*** Dataset rows

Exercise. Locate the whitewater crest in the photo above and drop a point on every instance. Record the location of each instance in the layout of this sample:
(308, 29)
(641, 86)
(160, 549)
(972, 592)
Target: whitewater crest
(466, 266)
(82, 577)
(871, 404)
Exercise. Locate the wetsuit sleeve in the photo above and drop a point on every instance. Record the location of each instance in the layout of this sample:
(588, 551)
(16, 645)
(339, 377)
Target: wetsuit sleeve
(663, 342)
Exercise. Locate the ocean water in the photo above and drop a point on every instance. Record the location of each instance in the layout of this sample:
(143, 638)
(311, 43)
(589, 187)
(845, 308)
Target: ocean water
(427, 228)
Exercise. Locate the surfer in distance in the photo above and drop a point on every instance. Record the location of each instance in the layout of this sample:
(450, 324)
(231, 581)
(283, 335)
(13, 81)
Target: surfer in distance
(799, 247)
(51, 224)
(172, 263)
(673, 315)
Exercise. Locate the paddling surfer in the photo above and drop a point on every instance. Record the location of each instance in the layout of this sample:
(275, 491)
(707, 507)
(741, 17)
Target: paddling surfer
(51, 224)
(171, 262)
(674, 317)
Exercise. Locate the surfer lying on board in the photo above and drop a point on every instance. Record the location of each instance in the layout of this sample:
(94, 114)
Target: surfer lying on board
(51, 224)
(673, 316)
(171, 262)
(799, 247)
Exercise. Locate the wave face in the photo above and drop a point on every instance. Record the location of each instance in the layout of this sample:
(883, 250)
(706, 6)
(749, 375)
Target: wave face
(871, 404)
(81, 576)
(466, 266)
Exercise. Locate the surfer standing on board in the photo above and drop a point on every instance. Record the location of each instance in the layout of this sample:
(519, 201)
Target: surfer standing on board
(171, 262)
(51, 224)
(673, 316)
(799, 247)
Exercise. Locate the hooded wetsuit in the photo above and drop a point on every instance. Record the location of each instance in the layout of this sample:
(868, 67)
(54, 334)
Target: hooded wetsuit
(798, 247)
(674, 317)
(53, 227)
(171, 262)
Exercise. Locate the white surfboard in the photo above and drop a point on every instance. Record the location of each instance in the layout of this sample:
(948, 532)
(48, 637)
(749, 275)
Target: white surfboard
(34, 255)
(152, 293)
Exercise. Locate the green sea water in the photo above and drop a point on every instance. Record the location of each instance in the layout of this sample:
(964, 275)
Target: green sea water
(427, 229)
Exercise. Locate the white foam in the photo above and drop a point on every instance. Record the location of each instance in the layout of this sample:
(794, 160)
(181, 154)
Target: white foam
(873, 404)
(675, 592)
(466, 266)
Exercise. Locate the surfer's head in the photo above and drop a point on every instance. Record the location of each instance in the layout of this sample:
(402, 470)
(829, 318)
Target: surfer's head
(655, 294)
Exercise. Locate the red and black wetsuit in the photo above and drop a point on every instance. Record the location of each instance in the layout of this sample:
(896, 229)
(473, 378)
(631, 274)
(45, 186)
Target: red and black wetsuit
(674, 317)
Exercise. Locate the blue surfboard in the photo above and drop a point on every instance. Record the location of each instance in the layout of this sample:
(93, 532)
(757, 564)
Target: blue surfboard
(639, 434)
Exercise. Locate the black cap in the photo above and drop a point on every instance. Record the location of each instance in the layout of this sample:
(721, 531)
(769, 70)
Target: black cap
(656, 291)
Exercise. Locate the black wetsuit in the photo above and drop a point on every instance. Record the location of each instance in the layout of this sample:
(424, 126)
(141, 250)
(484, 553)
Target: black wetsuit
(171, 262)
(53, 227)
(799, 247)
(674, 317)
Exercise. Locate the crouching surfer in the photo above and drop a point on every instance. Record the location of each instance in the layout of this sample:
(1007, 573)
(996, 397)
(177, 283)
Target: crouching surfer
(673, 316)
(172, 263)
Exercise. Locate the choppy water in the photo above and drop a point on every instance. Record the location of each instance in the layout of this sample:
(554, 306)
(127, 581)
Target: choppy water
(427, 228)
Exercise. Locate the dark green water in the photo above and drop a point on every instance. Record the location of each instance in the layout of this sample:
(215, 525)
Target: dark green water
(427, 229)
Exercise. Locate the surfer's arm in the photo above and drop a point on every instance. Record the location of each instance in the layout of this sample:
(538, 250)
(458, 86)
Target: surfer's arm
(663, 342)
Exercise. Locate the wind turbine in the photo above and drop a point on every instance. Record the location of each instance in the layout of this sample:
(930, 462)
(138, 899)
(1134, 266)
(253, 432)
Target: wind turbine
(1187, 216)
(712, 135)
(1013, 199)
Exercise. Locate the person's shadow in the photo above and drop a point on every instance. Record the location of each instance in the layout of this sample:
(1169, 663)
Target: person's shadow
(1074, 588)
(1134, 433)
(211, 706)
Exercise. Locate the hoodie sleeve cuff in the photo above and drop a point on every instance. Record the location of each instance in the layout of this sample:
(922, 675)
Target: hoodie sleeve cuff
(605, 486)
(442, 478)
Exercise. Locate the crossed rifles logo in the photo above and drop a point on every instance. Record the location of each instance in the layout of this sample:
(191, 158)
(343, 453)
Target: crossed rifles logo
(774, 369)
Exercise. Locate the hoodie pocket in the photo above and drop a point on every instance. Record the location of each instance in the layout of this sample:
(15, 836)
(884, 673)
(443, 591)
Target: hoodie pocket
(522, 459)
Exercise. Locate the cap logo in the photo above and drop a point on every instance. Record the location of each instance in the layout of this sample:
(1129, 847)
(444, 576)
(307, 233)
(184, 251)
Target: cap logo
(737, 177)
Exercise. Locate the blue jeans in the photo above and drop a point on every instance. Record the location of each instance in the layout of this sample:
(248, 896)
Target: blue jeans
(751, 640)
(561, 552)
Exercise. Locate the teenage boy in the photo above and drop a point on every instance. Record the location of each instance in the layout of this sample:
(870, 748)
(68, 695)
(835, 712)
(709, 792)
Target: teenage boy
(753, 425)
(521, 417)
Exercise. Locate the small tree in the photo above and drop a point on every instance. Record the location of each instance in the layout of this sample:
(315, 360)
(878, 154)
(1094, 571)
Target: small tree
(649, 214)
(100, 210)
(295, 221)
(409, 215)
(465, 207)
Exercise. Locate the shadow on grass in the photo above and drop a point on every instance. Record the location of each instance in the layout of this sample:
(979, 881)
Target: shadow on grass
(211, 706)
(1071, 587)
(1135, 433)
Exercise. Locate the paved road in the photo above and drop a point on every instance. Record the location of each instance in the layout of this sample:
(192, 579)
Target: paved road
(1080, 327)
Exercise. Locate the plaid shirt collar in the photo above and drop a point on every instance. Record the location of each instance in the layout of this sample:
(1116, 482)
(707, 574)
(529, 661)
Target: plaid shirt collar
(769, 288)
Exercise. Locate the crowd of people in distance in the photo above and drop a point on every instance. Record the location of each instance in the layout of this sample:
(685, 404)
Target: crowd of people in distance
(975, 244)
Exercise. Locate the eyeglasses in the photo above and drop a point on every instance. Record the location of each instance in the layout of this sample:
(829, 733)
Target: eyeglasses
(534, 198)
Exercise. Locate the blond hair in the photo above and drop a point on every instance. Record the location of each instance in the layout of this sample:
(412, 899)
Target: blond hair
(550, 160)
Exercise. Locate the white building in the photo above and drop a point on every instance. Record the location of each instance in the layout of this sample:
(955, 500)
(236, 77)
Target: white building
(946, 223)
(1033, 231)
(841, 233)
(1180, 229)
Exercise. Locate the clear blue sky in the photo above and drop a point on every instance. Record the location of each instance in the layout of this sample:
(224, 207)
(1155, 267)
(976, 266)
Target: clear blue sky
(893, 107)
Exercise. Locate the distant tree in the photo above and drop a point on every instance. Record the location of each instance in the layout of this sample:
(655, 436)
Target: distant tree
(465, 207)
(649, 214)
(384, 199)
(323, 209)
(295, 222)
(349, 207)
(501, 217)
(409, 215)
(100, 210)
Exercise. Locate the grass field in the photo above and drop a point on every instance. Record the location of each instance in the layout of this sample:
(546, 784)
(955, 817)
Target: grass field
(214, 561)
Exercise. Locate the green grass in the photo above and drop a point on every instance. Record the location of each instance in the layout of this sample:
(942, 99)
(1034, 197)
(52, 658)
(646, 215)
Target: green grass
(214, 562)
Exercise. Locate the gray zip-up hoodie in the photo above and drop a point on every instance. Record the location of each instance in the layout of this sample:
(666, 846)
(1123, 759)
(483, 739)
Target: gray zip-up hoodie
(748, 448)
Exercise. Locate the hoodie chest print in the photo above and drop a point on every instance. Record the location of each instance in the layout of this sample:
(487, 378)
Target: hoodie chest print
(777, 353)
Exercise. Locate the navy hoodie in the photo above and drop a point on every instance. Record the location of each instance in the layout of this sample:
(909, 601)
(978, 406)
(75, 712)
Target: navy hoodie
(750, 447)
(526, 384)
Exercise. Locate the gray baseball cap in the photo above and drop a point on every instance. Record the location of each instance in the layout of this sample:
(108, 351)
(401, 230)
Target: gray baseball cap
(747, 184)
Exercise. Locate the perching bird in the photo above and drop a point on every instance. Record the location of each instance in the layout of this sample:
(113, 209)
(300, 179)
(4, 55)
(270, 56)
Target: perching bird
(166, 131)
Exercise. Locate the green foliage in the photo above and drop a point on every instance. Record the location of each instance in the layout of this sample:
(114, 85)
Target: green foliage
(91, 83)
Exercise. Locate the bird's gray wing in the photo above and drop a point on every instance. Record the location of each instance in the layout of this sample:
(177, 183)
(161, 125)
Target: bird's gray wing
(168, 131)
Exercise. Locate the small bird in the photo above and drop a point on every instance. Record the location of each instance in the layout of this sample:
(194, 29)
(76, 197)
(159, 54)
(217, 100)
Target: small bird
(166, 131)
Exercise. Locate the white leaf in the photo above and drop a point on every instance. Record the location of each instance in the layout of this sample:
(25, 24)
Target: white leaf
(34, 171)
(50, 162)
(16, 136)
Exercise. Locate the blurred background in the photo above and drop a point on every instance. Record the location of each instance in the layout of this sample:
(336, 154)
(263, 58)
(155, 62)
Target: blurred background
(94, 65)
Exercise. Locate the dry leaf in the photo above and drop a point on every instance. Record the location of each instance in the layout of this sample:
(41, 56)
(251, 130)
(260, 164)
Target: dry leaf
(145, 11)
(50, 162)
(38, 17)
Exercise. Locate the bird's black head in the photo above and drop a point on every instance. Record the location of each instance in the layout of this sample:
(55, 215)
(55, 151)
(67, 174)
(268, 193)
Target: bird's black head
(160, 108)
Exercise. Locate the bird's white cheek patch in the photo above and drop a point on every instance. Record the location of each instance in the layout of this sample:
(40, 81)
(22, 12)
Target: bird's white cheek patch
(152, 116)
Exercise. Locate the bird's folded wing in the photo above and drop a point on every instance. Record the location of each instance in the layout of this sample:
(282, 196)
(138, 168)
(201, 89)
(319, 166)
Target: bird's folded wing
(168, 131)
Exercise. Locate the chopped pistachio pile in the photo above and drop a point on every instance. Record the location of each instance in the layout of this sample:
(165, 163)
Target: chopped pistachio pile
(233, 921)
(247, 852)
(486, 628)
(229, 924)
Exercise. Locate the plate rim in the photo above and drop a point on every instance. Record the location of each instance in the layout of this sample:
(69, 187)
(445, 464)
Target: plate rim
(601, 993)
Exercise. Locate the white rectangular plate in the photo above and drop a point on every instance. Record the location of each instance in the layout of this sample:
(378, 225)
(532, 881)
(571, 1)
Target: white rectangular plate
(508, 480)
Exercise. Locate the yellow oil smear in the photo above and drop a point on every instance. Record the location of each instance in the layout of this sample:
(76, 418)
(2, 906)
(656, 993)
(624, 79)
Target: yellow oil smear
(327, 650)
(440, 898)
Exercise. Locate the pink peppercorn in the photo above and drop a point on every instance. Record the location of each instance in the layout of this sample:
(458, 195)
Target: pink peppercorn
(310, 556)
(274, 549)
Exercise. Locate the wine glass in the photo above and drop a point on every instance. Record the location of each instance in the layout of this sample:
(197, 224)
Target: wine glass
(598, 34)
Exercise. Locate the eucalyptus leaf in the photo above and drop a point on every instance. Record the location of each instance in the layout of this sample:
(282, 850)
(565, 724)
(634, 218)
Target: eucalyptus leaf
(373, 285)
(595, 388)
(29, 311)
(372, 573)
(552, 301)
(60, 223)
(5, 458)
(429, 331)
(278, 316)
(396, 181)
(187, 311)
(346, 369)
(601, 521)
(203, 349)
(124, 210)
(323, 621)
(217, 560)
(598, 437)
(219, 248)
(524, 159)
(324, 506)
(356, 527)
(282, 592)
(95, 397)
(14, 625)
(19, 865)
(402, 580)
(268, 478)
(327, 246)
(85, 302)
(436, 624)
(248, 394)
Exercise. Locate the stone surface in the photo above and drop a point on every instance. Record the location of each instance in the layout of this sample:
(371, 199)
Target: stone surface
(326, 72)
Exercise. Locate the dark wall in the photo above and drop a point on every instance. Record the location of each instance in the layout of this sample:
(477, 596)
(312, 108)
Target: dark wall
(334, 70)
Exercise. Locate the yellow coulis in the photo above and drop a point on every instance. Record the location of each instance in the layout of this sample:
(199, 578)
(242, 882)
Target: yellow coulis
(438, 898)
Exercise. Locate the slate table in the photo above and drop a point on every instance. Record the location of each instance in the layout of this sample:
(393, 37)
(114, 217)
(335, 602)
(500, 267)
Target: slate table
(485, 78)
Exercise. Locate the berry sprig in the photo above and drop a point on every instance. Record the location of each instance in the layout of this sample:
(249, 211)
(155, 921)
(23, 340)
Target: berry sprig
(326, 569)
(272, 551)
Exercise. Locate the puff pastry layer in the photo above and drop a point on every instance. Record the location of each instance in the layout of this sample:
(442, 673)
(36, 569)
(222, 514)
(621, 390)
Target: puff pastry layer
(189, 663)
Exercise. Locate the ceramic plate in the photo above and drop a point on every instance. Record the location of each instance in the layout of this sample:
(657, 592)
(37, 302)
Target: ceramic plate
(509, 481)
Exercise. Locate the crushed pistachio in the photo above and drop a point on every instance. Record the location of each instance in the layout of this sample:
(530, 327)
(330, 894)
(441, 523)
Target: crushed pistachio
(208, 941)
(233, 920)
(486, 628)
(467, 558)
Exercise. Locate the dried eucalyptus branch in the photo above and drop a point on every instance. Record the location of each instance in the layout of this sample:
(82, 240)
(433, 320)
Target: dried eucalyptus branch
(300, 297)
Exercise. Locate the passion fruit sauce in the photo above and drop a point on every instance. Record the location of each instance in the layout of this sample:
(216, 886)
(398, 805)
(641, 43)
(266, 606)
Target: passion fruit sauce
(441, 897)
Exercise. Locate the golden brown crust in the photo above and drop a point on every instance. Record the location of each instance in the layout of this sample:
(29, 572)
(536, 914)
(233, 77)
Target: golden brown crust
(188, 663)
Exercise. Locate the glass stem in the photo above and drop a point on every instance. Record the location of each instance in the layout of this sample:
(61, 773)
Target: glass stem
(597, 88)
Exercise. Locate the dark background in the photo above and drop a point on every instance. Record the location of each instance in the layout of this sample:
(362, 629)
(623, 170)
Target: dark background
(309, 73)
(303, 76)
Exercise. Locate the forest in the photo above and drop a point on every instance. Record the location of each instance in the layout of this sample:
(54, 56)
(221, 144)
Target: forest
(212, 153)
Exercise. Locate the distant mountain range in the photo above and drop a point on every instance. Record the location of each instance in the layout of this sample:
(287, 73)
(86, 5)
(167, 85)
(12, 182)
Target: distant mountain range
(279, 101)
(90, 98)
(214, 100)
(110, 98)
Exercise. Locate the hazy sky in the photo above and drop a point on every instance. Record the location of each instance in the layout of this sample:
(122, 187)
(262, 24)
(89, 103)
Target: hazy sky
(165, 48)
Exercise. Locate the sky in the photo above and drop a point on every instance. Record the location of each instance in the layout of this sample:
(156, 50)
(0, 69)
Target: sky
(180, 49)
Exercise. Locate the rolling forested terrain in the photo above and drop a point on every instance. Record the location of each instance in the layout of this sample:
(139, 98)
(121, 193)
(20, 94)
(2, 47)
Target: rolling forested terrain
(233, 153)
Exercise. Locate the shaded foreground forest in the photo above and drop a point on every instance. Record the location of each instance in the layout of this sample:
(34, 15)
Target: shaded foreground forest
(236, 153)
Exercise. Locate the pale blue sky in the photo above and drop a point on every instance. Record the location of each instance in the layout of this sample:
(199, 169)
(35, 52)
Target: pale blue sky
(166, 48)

******

Copy out word for word the data from the line containing "Exercise. Locate the pale" through the end of the data, both ends included.

Exercise. Locate the pale blue sky in the photo above and drop a point on every instance. Record the location of each instance in the layout of this sample:
(199, 169)
(35, 52)
Target: pale blue sky
(166, 48)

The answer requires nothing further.